Texto extraído:

┄┄┄┄┄┄

De acordo com o Ministério da Saúde, o empresário de 61 anos tinha sintomas como febre, tosse seca, dor de garganta e coriza. Parentes dele passaram a ser monitorados. Dias depois, exames apontaram que uma pessoa ligada ao paciente também estava com o novo coronavírus e transmitiu o vírus para uma terceira pessoa. Todos permaneceram em quarentena em suas casas, pelo período de, ao menos, 14 dias.
Após o primeiro caso, outros diversos registros passaram a ser feitos no Brasil. Muitos vieram de países com inúmeros casos do novo coronavírus, mas depois foram registrados casos de transmissão local e, por fim, comunitária.
Duas semanas depois, foi anunciado que o empresário de 61 anos está curado da doença provocada pelo novo coronavírus.
Cuidados
A principal recomendação de profissionais de saúde que acompanham o surto é simples, porém bastante eficiente: lavar as mãos com sabão após usar o banheiro, sempre que chegar em casa ou antes de manipular alimentos.

┄┄┄┄┄┄

Itens extraídos:
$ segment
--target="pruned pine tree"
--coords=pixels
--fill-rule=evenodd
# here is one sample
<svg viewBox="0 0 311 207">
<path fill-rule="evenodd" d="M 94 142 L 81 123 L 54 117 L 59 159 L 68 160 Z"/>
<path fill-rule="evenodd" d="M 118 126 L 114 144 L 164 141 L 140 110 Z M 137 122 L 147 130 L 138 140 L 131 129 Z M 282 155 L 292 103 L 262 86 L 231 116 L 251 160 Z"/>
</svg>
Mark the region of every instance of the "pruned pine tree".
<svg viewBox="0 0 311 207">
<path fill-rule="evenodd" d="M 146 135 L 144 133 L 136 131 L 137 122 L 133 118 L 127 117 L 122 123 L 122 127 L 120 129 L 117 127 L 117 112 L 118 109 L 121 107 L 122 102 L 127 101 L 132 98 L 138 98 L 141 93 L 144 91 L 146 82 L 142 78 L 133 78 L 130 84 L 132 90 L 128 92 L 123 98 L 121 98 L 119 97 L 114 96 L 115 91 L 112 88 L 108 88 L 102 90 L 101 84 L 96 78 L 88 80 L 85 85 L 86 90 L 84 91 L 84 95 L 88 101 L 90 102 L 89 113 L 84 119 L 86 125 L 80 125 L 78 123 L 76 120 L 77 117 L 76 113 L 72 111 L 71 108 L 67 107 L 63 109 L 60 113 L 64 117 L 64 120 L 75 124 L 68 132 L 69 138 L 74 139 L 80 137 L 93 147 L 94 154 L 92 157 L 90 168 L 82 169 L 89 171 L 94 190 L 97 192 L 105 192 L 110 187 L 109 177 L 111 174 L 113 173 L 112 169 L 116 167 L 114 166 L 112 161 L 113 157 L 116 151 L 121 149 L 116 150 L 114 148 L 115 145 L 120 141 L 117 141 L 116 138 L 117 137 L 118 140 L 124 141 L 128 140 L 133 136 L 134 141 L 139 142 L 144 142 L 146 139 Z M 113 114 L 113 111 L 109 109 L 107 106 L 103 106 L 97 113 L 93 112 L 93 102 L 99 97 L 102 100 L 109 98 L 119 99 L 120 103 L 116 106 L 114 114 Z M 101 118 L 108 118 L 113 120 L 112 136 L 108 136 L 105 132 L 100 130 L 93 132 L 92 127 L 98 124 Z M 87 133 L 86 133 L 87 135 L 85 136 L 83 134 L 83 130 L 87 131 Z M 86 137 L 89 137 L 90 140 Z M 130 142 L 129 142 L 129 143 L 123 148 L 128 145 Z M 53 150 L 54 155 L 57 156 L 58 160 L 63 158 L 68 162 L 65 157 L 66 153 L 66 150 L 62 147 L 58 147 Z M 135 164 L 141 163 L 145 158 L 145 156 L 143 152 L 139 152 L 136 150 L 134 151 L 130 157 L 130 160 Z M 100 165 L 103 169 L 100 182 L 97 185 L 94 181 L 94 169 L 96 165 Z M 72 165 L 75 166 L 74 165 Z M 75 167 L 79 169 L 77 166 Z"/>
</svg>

┄┄┄┄┄┄

O que fazer:
a: Repita, sem nenhuma alteração, tudo o que vai de "De acordo com" até "pelo novo coronavírus." no texto sobre o novo coronavírus.
b: Traduza para o inglês esta frase do texto sobre o novo coronavírus: "Duas semanas depois, foi anunciado que o empresário de 61 anos está curado da doença provocada pelo novo coronavírus."
c: Retome o texto sobre o novo coronavírus e escreva a continuação a partir da última frase.

Resultados por tarefa:
a:
De acordo com o Ministério da Saúde, o empresário de 61 anos tinha sintomas como febre, tosse seca, dor de garganta e coriza. Parentes dele passaram a ser monitorados. Dias depois, exames apontaram que uma pessoa ligada ao paciente também estava com o novo coronavírus e transmitiu o vírus para uma terceira pessoa. Todos permaneceram em quarentena em suas casas, pelo período de, ao menos, 14 dias.
Após o primeiro caso, outros diversos registros passaram a ser feitos no Brasil. Muitos vieram de países com inúmeros casos do novo coronavírus, mas depois foram registrados casos de transmissão local e, por fim, comunitária.
Duas semanas depois, foi anunciado que o empresário de 61 anos está curado da doença provocada pelo novo coronavírus.

b: Two weeks later, it was announced that the 61-year-old businessman is cured of the disease caused by the new coronavirus.

c:
O ideal é esfregar as mãos por algo entre 15 e 20 segundos para garantir que os vírus e bactérias serão eliminados.
Se estiver em um ambiente público, por exemplo, ou com grande aglomeração, não toque a boca, o nariz ou olhos sem antes ter antes lavado as mãos ou pelo limpá-las com álcool. O vírus é transmitido por via aérea, mas também pelo contato.
Também é importante manter o ambiente limpo, higienizando com soluções desinfetantes as superfícies como, por exemplo, móveis e telefones celulares.
Para limpar o celular, pode-se usar uma solução com mais ou menos metade de água e metade de álcool, além de um pano limpo.